СТАТЬЯ:
------------------------------------------------------------------------
А. Кручинин - Белое движение. Исторические портреты
Да, такая встреча была. Эти люди, казалось бы, окончательно разведенные по разные стороны пропасти, дважды встречались и беседовали перед неожиданным поступком Слащова, причем в обстановке если и не конспиративной, то по крайней мере исключающей широкую огласку. В РСФСР Слащов сначала пытался скрыть факт этих бесед, а в дальнейшем (возможно, уличенный) пробовал «легализовать» их, подавая дело так, будто не имел к организации встреч никакого отношения и последствий они не получили. А вот в этом позволено будет усомниться...
Причины сомнений изложим чуть ниже, пока же подытожим наши наблюдения над недолгим эмигрантским периодом биографии Слащова-Крымского: не имевший видимых серьезных причин для «возвращения», он принял предложение советской разведки как раз после улаживания конфликта с Врангелем (причем о том, что конфликт был исчерпан, знали немногие) и даже после двукратных встреч с Главнокомандующим. И вскоре супруги Слащовы, а с ними - четверо офицеров, в том числе полковник Мезерницкий, тайно сев на итальянский пароход, столь же тайно отплыли в Севастополь.
* * *Конспирация требовалась хотя бы потому, что за деятельностью генерала Слащова в Константинополе пристально следила французская контрразведка: неприязнь Якова Александровича к французам, всемерно толкавшим Русскую Армию к распылению, ни для кого не была секретом. Настроения генерала разделялись значительным числом русских солдат и офицеров, причем именно тех, кто сохранял наибольшую непримиримость к большевизму - Галлиполийцев. Напряженность дошла до того, что создалась угроза ареста французами Главнокомандующего; в ответ размещенные в Галлиполи войска Кутепова изготовились к... походу на Константинополь.
Этот вполне реальный план (англо-французские оккупационные войска не смогли бы оказать серьезного сопротивления) подкреплялся еще и тем, что на турецкой политической сцене присутствовала сила, подходившая на роль союзника русских в этом столкновении. Герой Великой войны М. Кемаль-паша стремился вывести страну из тяжелого положения, в котором она оказалась после капитуляции, и становился естественным противником победоносной Антанты. Сейчас он пользовался помощью большевиков, но, как «реальный политик»-прагматик, был готов к сотрудничеству со всеми, кто оказывался нужным в данный момент, и идея разбить альянс кемалистов с Советской Республикой отнюдь не выглядела нереальной. Пути к Кемалю искало и командование Русской Армии, и Слащов; с турецкой же стороны переговоры с Яковом Александровичем вел... а вот имя этого человека будет для нас вдвойне интересно.
------------------------------------------------------------------------
Строки из коллекции:
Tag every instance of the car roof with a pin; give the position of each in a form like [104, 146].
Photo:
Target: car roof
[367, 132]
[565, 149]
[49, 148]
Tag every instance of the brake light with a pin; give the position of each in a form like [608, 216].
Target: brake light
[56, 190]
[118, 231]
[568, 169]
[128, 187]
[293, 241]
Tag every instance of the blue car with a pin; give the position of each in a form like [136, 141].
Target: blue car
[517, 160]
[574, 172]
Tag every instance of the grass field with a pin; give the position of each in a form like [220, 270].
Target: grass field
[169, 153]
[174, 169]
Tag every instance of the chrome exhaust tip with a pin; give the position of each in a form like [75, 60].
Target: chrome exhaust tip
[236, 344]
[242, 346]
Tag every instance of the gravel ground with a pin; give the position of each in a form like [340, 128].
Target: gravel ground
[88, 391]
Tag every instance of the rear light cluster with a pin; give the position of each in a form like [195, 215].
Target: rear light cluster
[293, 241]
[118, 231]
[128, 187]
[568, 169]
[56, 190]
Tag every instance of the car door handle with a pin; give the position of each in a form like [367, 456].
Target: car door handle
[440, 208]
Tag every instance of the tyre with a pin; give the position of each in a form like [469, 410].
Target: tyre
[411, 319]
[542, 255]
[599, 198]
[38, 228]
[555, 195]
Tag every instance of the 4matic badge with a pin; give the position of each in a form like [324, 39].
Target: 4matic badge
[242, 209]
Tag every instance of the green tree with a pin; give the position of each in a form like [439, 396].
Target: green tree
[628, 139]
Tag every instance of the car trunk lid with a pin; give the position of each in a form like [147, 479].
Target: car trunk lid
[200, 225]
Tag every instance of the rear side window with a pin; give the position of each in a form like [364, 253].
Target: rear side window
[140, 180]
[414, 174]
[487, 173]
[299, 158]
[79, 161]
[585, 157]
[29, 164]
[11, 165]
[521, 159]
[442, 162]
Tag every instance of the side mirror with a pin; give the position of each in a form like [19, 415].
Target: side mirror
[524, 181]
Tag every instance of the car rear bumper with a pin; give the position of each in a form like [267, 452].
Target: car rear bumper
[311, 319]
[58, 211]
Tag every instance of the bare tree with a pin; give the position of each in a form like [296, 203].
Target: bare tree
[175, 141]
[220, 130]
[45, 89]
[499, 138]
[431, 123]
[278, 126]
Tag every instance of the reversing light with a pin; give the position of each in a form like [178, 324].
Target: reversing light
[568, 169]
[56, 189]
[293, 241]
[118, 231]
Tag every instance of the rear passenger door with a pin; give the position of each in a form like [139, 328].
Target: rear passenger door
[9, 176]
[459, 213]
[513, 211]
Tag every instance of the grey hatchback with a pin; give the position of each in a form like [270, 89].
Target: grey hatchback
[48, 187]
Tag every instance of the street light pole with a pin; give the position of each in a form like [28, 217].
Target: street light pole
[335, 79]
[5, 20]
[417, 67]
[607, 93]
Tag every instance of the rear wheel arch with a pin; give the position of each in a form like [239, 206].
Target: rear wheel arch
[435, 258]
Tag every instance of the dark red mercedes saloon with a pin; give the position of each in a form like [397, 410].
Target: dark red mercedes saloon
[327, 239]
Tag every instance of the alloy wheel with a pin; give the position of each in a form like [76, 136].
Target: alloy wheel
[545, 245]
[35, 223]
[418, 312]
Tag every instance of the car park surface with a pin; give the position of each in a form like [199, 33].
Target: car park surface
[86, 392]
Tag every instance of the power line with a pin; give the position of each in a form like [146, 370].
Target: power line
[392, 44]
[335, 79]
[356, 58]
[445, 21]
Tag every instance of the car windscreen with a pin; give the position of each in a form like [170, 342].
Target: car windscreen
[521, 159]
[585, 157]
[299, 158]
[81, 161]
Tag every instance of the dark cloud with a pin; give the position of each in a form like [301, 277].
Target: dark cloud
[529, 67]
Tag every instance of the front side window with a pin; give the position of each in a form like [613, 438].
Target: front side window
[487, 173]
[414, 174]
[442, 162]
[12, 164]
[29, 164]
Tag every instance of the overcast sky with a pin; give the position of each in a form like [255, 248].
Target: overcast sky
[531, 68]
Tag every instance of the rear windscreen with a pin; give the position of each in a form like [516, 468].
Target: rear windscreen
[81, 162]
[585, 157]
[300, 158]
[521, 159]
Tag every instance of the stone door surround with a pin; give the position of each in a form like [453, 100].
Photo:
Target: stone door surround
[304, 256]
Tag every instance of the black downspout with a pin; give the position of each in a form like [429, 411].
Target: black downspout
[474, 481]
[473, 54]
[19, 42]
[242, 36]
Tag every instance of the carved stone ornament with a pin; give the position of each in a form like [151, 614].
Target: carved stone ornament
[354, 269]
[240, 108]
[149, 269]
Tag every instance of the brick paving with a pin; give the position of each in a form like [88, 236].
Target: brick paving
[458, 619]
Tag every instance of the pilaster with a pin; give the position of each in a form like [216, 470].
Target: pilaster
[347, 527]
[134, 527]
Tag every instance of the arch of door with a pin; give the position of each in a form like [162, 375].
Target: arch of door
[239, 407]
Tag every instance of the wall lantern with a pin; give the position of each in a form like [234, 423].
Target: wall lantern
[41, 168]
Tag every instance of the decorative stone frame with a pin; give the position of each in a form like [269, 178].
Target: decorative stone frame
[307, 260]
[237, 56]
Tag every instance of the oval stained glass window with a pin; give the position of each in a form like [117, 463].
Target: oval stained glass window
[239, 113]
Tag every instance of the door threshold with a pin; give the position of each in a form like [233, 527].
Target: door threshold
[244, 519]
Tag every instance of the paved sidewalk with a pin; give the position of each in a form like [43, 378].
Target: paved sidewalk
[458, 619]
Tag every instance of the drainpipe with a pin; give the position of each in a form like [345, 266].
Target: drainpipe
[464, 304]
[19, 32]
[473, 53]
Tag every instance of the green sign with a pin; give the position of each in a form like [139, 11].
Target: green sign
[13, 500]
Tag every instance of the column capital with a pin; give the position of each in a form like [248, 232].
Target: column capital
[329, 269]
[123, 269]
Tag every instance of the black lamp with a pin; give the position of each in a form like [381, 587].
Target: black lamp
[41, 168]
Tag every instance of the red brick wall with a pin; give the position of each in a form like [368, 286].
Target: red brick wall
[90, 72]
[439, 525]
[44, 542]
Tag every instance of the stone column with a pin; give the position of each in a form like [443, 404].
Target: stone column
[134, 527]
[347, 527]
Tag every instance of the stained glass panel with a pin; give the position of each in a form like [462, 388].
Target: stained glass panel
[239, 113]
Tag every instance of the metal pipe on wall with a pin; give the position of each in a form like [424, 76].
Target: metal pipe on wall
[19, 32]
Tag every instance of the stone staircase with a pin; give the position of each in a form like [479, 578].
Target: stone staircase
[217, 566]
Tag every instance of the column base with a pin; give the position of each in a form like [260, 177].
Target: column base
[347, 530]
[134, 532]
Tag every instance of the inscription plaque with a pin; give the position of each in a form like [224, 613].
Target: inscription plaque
------------------------------------------------------------------------
ЗАДАНИЯ:
1. Согласно статье, сколько офицеров тайно отплыло в Севастополь вместе с супругами Слащовыми?
2. Воспроизведите без изменений фрагмент строк, который начинается со строки, содержащей «Tag every instance of the stone staircase», и продолжается до конца строк.

ОТВЕТЫ К ЗАДАНИЯМ:
1. Четверо офицеров.

2.
Tag every instance of the stone staircase with a pin; give the position of each in a form like [479, 578].
Target: stone staircase
[217, 566]
Tag every instance of the column base with a pin; give the position of each in a form like [260, 177].
Target: column base
[347, 530]
[134, 532]
Tag every instance of the inscription plaque with a pin; give the position of each in a form like [224, 613].
Target: inscription plaque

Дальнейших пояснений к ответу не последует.